(Some records)
_____
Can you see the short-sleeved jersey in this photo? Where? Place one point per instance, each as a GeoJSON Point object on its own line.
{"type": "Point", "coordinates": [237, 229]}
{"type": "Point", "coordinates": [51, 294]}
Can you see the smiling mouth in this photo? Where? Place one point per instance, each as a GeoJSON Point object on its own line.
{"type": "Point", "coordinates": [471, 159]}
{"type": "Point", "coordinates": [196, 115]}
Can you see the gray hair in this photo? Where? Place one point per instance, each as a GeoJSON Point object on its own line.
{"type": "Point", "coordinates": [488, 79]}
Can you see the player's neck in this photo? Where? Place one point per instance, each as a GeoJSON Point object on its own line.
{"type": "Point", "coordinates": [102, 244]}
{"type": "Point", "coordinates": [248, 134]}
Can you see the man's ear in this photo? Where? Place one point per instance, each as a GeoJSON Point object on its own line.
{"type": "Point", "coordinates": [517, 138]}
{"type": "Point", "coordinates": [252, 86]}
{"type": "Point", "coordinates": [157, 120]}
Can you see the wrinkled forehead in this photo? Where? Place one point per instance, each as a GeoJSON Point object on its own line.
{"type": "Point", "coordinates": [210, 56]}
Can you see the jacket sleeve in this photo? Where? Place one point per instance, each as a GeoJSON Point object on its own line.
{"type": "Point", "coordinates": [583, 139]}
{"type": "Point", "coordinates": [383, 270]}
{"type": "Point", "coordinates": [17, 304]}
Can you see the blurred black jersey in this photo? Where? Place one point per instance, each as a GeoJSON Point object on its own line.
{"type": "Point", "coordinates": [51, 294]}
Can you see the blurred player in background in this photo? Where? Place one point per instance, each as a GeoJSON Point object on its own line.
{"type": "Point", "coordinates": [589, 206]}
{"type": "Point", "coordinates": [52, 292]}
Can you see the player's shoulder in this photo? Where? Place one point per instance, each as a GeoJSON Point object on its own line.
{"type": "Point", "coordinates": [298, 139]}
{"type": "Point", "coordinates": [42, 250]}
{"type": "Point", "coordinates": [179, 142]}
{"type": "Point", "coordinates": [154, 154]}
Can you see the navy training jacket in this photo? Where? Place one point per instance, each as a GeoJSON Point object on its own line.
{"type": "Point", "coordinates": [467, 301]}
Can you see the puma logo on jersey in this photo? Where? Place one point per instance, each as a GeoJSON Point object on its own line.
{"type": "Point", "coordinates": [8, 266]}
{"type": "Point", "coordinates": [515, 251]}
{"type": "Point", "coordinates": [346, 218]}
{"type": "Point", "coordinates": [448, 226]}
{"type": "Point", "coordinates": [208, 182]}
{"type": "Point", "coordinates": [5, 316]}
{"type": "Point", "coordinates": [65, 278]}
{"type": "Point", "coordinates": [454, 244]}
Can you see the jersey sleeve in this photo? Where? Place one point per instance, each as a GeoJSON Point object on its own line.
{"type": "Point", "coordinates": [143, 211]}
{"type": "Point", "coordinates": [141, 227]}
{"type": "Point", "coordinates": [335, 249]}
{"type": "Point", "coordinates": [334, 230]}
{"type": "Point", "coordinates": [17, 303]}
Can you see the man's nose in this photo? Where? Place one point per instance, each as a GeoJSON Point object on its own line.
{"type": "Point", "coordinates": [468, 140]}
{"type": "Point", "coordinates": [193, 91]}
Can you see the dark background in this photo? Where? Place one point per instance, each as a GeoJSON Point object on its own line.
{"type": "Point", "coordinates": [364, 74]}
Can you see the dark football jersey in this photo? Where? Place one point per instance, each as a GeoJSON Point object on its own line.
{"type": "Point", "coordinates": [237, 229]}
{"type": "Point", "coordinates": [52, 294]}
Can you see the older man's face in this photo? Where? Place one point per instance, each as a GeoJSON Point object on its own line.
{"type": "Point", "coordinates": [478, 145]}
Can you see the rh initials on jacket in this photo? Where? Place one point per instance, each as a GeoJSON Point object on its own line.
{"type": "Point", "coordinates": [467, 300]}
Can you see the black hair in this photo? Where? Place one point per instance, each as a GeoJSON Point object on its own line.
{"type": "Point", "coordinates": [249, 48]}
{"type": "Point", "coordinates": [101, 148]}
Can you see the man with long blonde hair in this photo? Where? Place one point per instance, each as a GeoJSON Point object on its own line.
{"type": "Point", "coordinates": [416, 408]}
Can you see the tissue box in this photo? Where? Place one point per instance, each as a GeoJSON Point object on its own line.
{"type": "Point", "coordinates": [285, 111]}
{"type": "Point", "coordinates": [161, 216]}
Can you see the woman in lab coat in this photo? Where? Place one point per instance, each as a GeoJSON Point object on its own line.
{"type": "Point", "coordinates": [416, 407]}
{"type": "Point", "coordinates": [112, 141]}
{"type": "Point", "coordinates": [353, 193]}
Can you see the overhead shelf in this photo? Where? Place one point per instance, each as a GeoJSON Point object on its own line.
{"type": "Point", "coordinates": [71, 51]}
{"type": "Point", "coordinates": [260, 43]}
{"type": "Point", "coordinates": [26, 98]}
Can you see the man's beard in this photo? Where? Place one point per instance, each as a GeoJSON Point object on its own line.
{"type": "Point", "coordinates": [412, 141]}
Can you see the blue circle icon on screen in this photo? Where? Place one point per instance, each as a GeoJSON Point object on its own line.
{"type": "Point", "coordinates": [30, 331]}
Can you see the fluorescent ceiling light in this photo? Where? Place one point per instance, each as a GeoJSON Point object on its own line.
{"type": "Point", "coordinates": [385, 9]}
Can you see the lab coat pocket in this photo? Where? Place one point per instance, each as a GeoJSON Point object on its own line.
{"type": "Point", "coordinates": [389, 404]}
_____
WHAT IS NEEDED -
Each line of the listing should be copied exactly.

IN RESPONSE -
Can you see the short-sleeved jersey in this photo? Where? Place one point per instance, each as a GeoJSON Point object on its own line.
{"type": "Point", "coordinates": [237, 229]}
{"type": "Point", "coordinates": [51, 294]}
Can you see the smiling mouth in this photo? Where? Place one point per instance, each as a GeoJSON Point object on its own line.
{"type": "Point", "coordinates": [471, 159]}
{"type": "Point", "coordinates": [196, 115]}
Can you see the gray hair in this photo? Where? Place one point per instance, each as a GeoJSON Point object on its own line.
{"type": "Point", "coordinates": [488, 79]}
Can you see the player's neck in this photo? Where? Place one point per instance, each as a GeoJSON Point object on its own line.
{"type": "Point", "coordinates": [102, 244]}
{"type": "Point", "coordinates": [248, 134]}
Can you see the man's ear in this photo? Where? Place one point per instance, each as a GeoJSON Point object on its own line.
{"type": "Point", "coordinates": [517, 138]}
{"type": "Point", "coordinates": [252, 86]}
{"type": "Point", "coordinates": [157, 120]}
Can you see the wrinkled forehead in this photo? Where? Place one point per instance, each as a GeoJSON Point object on its own line.
{"type": "Point", "coordinates": [210, 56]}
Can you see the jacket sleeve in this photo? Where? Place one point per instance, each as a GeoJSON Point object on its own line.
{"type": "Point", "coordinates": [583, 139]}
{"type": "Point", "coordinates": [383, 270]}
{"type": "Point", "coordinates": [17, 304]}
Can you see the blurred black jersey in this photo? Where? Place one point per instance, each as a GeoJSON Point object on its own line.
{"type": "Point", "coordinates": [51, 294]}
Can you see the blurred player in background in this photo? Where? Place one point per instance, each as a GeoJSON Point object on its own line.
{"type": "Point", "coordinates": [589, 206]}
{"type": "Point", "coordinates": [52, 292]}
Can you see the player's shoulder in this photo? Where? Place one point per instance, each as a GeoJSON Point object on its own line.
{"type": "Point", "coordinates": [298, 139]}
{"type": "Point", "coordinates": [42, 250]}
{"type": "Point", "coordinates": [179, 142]}
{"type": "Point", "coordinates": [154, 154]}
Can you see the navy training jacket in this photo? Where? Place one point per instance, each as a GeoJSON Point object on its own line.
{"type": "Point", "coordinates": [467, 301]}
Can you see the puma logo on jersey in this photo? Where? Place one point per instance, each as a GeoJSON Point object on its own line.
{"type": "Point", "coordinates": [8, 266]}
{"type": "Point", "coordinates": [515, 251]}
{"type": "Point", "coordinates": [346, 218]}
{"type": "Point", "coordinates": [448, 226]}
{"type": "Point", "coordinates": [208, 182]}
{"type": "Point", "coordinates": [5, 316]}
{"type": "Point", "coordinates": [65, 278]}
{"type": "Point", "coordinates": [454, 244]}
Can you see the jersey sleeve in this photo? Where? Place one point per instance, each as a GeoJSON Point object on its own line.
{"type": "Point", "coordinates": [143, 211]}
{"type": "Point", "coordinates": [141, 227]}
{"type": "Point", "coordinates": [335, 249]}
{"type": "Point", "coordinates": [334, 230]}
{"type": "Point", "coordinates": [17, 303]}
Can you see the man's nose in this photo? Where? Place one point per instance, each as a GeoJSON Point object on its own line.
{"type": "Point", "coordinates": [468, 140]}
{"type": "Point", "coordinates": [193, 91]}
Can you see the dark background in this photo? Where? Place one point per instance, each as a GeoJSON Point object on its own line.
{"type": "Point", "coordinates": [364, 74]}
Can you see the dark football jersey in this photo? Where? Place one point per instance, each as a GeoJSON Point object on its own line.
{"type": "Point", "coordinates": [237, 229]}
{"type": "Point", "coordinates": [52, 294]}
Can you see the older man's face in this photo? Where? Place one point per instance, each as a GeoJSON Point object on its own line.
{"type": "Point", "coordinates": [478, 145]}
Can you see the rh initials on jacket in this photo? Where? Place one point per instance, each as a GeoJSON Point object on its own line.
{"type": "Point", "coordinates": [467, 300]}
Can you see the black hair in this photo? Where? Place one point per instance, each as a GeoJSON Point object on its own line.
{"type": "Point", "coordinates": [249, 48]}
{"type": "Point", "coordinates": [101, 148]}
Can you see the man with long blonde hair in this photo? Where? Place one point per instance, each as a GeoJSON Point object on its own line.
{"type": "Point", "coordinates": [416, 408]}
Can you see the tissue box in this photo? Where? Place one point per instance, each as a GeoJSON Point object on its own line.
{"type": "Point", "coordinates": [285, 111]}
{"type": "Point", "coordinates": [161, 216]}
Can you see the woman in lab coat in this photo? Where? Place one point per instance, each as a GeoJSON Point object on its own line.
{"type": "Point", "coordinates": [416, 407]}
{"type": "Point", "coordinates": [112, 141]}
{"type": "Point", "coordinates": [353, 193]}
Can you see the overhead shelf in this photo? Where? Place one point per instance, each as a GeoJSON Point object on its own line.
{"type": "Point", "coordinates": [71, 51]}
{"type": "Point", "coordinates": [260, 43]}
{"type": "Point", "coordinates": [26, 98]}
Can you see the man's beard in this photo? Where? Place one point per instance, each as a GeoJSON Point object on its own line.
{"type": "Point", "coordinates": [412, 141]}
Can you see the blue circle icon on screen in this photo? Where? Place one point per instance, each as a GeoJSON Point object on its own line.
{"type": "Point", "coordinates": [30, 331]}
Can you see the fluorescent ceiling light in this photo? Where? Place one point per instance, each as a GeoJSON Point object on its own line.
{"type": "Point", "coordinates": [385, 9]}
Can you see the lab coat pocket in this photo? Where? Place one point per instance, each as a GeoJSON Point object on its own line.
{"type": "Point", "coordinates": [389, 404]}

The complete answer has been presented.